At the same time, Ance brings a necessary structure to the group. She is a person with a big heart, and despite her extreme confrontations with Biyah in the first and last episodes, where she tackles her physically, Ance’s heart becomes more open to love and camaraderie. 

Chinta

Unlike the others starting at their lowest point, when Chinta is first introduced, she is living a happy life with the legal status of being a housewife. However, things soon go downhill for Chinta when her husband, Ricky, starts cheating on her with her best friend, Jenny. Ricky is icked out by Chinta’s roots, her cultural norms, and even her dialect. Chinta, who was cocooned in a sense of comfort and luxury, suddenly finds herself stranded on the harsh grounds of a reality. Chinta married Ricky, going against her large family of mother and sisters; she had a suitor waiting at home and a perfectly comfortable life, yet she took a leap and married Ricky. Chinta cuts contacts with her family, with Ricky being her only support system until she meets the queens of Queen.

▸ **Data to examine**
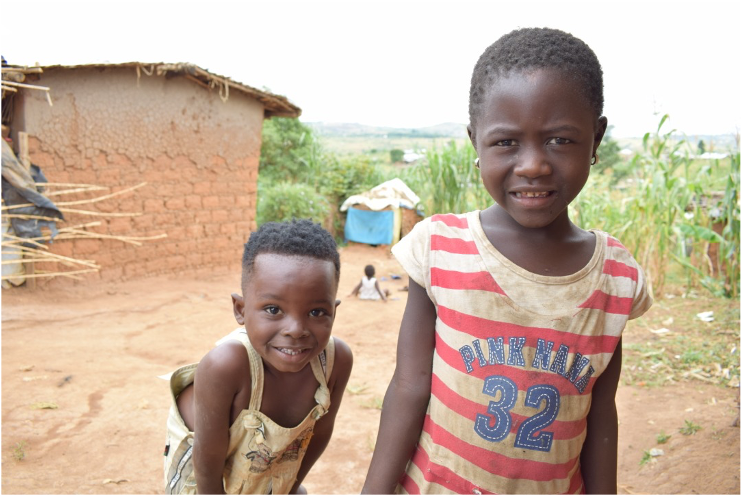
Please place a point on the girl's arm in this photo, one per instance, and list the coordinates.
(407, 397)
(324, 426)
(217, 382)
(599, 453)
(378, 288)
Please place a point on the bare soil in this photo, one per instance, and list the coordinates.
(93, 354)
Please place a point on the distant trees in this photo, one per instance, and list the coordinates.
(397, 155)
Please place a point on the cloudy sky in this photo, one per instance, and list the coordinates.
(404, 64)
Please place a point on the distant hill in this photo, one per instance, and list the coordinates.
(448, 129)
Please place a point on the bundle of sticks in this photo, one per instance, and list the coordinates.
(31, 251)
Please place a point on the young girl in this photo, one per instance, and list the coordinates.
(368, 287)
(509, 351)
(258, 410)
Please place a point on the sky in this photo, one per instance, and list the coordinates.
(404, 64)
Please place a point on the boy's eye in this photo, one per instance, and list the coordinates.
(317, 312)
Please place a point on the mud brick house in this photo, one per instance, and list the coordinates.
(193, 136)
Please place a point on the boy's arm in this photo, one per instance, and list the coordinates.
(324, 426)
(407, 397)
(378, 288)
(217, 381)
(599, 453)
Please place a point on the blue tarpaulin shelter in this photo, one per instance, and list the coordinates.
(374, 217)
(369, 227)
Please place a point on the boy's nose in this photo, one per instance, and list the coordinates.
(531, 164)
(295, 328)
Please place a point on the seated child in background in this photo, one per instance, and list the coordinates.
(509, 351)
(368, 287)
(259, 409)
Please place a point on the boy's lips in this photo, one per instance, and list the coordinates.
(292, 351)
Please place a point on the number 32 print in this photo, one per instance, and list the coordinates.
(530, 434)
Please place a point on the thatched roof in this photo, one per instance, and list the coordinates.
(275, 105)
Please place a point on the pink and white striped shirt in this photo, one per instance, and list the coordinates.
(516, 357)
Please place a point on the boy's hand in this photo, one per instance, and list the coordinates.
(299, 490)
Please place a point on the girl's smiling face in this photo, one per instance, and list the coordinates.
(288, 309)
(535, 136)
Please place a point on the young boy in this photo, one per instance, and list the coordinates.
(258, 410)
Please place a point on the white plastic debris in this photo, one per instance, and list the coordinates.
(706, 316)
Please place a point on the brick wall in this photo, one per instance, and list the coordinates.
(198, 154)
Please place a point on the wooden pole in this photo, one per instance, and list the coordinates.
(25, 160)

▸ **Instructions for the task**
Retype the character write-up from "At the same" down to "love and camaraderie.". The records can be set aside.

▸ **Exercise result**
At the same time, Ance brings a necessary structure to the group. She is a person with a big heart, and despite her extreme confrontations with Biyah in the first and last episodes, where she tackles her physically, Ance’s heart becomes more open to love and camaraderie.